RECORDS FOR THIS EXERCISE section start

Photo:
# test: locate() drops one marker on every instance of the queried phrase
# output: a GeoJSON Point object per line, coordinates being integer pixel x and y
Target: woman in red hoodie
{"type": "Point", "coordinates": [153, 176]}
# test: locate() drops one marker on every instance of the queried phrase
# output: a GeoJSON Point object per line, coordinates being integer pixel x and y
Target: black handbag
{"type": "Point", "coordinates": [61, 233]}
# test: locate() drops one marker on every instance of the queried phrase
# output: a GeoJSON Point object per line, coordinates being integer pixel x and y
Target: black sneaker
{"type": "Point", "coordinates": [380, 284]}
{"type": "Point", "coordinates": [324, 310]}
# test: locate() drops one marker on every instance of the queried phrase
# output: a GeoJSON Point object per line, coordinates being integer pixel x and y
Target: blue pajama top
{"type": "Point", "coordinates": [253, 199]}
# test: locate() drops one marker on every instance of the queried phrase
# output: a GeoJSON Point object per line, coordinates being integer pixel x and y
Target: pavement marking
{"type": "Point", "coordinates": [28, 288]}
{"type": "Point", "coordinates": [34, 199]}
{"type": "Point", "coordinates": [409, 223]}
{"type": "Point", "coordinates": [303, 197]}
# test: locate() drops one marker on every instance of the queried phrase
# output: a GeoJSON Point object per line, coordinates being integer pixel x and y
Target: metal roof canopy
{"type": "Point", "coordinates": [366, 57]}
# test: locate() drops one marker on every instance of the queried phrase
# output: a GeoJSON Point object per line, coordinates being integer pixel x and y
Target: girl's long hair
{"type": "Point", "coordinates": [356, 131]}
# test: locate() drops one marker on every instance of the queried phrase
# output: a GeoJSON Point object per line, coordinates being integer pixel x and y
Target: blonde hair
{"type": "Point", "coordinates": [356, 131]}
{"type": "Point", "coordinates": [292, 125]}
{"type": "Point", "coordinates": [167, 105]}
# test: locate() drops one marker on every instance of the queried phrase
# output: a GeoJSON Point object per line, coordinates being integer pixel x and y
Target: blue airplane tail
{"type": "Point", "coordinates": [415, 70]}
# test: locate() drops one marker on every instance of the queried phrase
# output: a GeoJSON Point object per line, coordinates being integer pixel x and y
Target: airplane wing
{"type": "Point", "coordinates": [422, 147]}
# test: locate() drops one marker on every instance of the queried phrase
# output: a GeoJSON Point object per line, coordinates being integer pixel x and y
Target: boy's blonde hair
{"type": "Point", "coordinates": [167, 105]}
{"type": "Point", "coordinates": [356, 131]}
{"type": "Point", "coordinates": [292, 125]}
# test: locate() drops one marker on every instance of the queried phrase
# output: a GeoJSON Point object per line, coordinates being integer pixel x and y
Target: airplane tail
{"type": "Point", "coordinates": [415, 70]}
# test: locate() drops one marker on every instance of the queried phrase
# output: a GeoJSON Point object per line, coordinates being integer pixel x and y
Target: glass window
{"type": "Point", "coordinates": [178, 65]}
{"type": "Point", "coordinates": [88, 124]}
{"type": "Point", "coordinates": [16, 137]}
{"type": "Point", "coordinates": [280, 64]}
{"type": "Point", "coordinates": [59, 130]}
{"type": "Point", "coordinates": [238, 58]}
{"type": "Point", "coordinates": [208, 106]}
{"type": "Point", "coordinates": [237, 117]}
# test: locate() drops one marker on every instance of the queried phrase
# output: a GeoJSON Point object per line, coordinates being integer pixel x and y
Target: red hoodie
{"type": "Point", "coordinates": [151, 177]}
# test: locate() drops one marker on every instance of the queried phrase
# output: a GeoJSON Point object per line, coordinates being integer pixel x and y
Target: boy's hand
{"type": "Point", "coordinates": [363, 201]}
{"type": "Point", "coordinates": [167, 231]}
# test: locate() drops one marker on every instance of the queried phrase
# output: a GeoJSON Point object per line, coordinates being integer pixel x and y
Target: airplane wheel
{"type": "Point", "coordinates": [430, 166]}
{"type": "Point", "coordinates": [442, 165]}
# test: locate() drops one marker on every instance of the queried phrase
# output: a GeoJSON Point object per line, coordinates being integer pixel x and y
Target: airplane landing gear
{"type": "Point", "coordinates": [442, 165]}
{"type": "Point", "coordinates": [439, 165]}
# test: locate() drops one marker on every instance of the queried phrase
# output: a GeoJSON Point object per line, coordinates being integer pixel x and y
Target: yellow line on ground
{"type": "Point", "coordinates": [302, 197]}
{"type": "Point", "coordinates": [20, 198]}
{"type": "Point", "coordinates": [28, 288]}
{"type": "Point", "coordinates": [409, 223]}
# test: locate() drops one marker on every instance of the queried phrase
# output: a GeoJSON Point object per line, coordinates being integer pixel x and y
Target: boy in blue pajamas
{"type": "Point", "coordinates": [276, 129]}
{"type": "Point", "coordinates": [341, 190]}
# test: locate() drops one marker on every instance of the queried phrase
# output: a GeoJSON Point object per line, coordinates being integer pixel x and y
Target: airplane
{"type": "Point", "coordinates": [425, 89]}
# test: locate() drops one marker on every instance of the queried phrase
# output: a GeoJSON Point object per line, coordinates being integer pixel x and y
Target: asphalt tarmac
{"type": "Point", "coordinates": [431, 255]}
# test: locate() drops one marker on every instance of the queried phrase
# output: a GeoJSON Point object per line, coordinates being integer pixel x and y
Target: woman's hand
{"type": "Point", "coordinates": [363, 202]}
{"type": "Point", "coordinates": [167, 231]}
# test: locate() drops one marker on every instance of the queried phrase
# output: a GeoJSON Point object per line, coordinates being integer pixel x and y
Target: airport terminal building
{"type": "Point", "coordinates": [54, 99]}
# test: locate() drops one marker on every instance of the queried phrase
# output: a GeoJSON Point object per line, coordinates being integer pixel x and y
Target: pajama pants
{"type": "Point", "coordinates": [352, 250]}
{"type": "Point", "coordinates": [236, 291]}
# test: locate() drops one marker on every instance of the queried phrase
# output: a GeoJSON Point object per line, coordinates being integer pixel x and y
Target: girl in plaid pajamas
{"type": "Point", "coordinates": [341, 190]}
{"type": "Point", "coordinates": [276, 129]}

RECORDS FOR THIS EXERCISE section end

The records above need to be retyped in full, exactly as they stand.

Photo:
# test: locate() drops one marker on every instance of the queried phrase
# output: a GeoJSON Point object per line, coordinates being integer pixel x and y
Target: woman in red hoodie
{"type": "Point", "coordinates": [153, 176]}
# test: locate() drops one marker on every instance of the queried phrase
# output: a GeoJSON Point object per line, coordinates being integer pixel x and y
Target: black handbag
{"type": "Point", "coordinates": [61, 233]}
# test: locate() drops one marker on every instance of the queried phrase
# output: a GeoJSON Point object per line, coordinates being integer pixel x and y
Target: black sneaker
{"type": "Point", "coordinates": [380, 284]}
{"type": "Point", "coordinates": [324, 310]}
# test: locate() drops one marker on every instance of the queried phrase
# output: a GeoJSON Point object per line, coordinates being integer pixel x and y
Target: blue pajama top
{"type": "Point", "coordinates": [253, 199]}
# test: locate() drops one marker on every instance of the queried phrase
# output: a GeoJSON Point object per line, coordinates being integer pixel x and y
Target: pavement marking
{"type": "Point", "coordinates": [28, 288]}
{"type": "Point", "coordinates": [34, 199]}
{"type": "Point", "coordinates": [409, 223]}
{"type": "Point", "coordinates": [303, 197]}
# test: locate() drops one marker on every instance of the queried phrase
# output: a GeoJSON Point object per line, coordinates being integer pixel x and y
Target: metal roof canopy
{"type": "Point", "coordinates": [366, 57]}
# test: locate() drops one marker on every instance of the queried phrase
# output: a GeoJSON Point object per line, coordinates being integer pixel x and y
Target: girl's long hair
{"type": "Point", "coordinates": [356, 131]}
# test: locate() drops one marker on every instance of the queried phrase
# output: a GeoJSON Point object per line, coordinates being integer pixel x and y
Target: blonde hair
{"type": "Point", "coordinates": [356, 131]}
{"type": "Point", "coordinates": [292, 125]}
{"type": "Point", "coordinates": [167, 105]}
# test: locate() drops one marker on every instance of the queried phrase
# output: a GeoJSON Point object per line, coordinates being integer pixel x and y
Target: blue airplane tail
{"type": "Point", "coordinates": [415, 70]}
# test: locate() drops one marker on every instance of the queried phrase
# output: a GeoJSON Point object per line, coordinates being integer pixel x and y
Target: airplane wing
{"type": "Point", "coordinates": [422, 147]}
# test: locate() drops one marker on every instance of the queried phrase
# output: a GeoJSON Point object per line, coordinates being integer pixel x and y
Target: boy's blonde hair
{"type": "Point", "coordinates": [167, 105]}
{"type": "Point", "coordinates": [356, 131]}
{"type": "Point", "coordinates": [292, 125]}
# test: locate() drops one marker on every instance of the queried phrase
# output: a GeoJSON Point object per line, coordinates being integer pixel x and y
Target: airplane tail
{"type": "Point", "coordinates": [415, 70]}
# test: locate() drops one marker on every instance of the queried phrase
# output: a GeoJSON Point object per line, coordinates being integer pixel x and y
Target: glass window
{"type": "Point", "coordinates": [178, 65]}
{"type": "Point", "coordinates": [88, 124]}
{"type": "Point", "coordinates": [16, 137]}
{"type": "Point", "coordinates": [280, 64]}
{"type": "Point", "coordinates": [59, 130]}
{"type": "Point", "coordinates": [238, 58]}
{"type": "Point", "coordinates": [208, 106]}
{"type": "Point", "coordinates": [237, 117]}
# test: locate() drops one marker on every instance of the queried phrase
# output: a GeoJSON Point object per line, coordinates being integer pixel x and y
Target: red hoodie
{"type": "Point", "coordinates": [151, 177]}
# test: locate() drops one marker on every instance of the queried phrase
# output: a GeoJSON Point object per line, coordinates being integer pixel x and y
Target: boy's hand
{"type": "Point", "coordinates": [363, 201]}
{"type": "Point", "coordinates": [167, 231]}
# test: locate() drops one marker on every instance of the queried phrase
# output: a GeoJSON Point object per line, coordinates being integer pixel x and y
Target: airplane wheel
{"type": "Point", "coordinates": [430, 166]}
{"type": "Point", "coordinates": [442, 165]}
# test: locate() drops one marker on every instance of the queried phrase
# output: a GeoJSON Point object per line, coordinates being integer pixel x and y
Target: airplane landing gear
{"type": "Point", "coordinates": [442, 165]}
{"type": "Point", "coordinates": [439, 165]}
# test: locate() drops one marker on every instance of the queried phrase
# output: a GeoJSON Point object per line, coordinates being integer pixel x and y
Target: yellow line on ground
{"type": "Point", "coordinates": [302, 197]}
{"type": "Point", "coordinates": [20, 198]}
{"type": "Point", "coordinates": [28, 288]}
{"type": "Point", "coordinates": [409, 223]}
# test: locate() drops one marker on every instance of the queried phrase
# output: a GeoJSON Point object per line, coordinates being integer pixel x and y
Target: boy in blue pajamas
{"type": "Point", "coordinates": [276, 129]}
{"type": "Point", "coordinates": [341, 190]}
# test: locate() drops one marker on every instance of the queried phrase
# output: a GeoJSON Point object per line, coordinates being integer pixel x and y
Target: airplane
{"type": "Point", "coordinates": [425, 89]}
# test: locate() drops one marker on every instance of the queried phrase
# output: a GeoJSON Point object per line, coordinates being integer pixel x and y
Target: asphalt tarmac
{"type": "Point", "coordinates": [431, 255]}
# test: locate() drops one marker on every instance of the queried phrase
# output: a GeoJSON Point object per line, coordinates being integer pixel x and y
Target: woman's hand
{"type": "Point", "coordinates": [363, 202]}
{"type": "Point", "coordinates": [167, 231]}
# test: locate() drops one marker on every instance of the queried phrase
# output: a GeoJSON Point object per line, coordinates being integer pixel x and y
Target: airport terminal building
{"type": "Point", "coordinates": [54, 99]}
# test: locate() drops one marker on every instance of the queried phrase
# output: a GeoJSON Point object per line, coordinates being integer pixel x and y
Target: pajama pants
{"type": "Point", "coordinates": [352, 250]}
{"type": "Point", "coordinates": [236, 291]}
# test: locate() drops one marker on every instance of the queried phrase
# output: a GeoJSON Point object per line, coordinates being integer pixel x and y
Target: girl in plaid pajamas
{"type": "Point", "coordinates": [341, 190]}
{"type": "Point", "coordinates": [276, 129]}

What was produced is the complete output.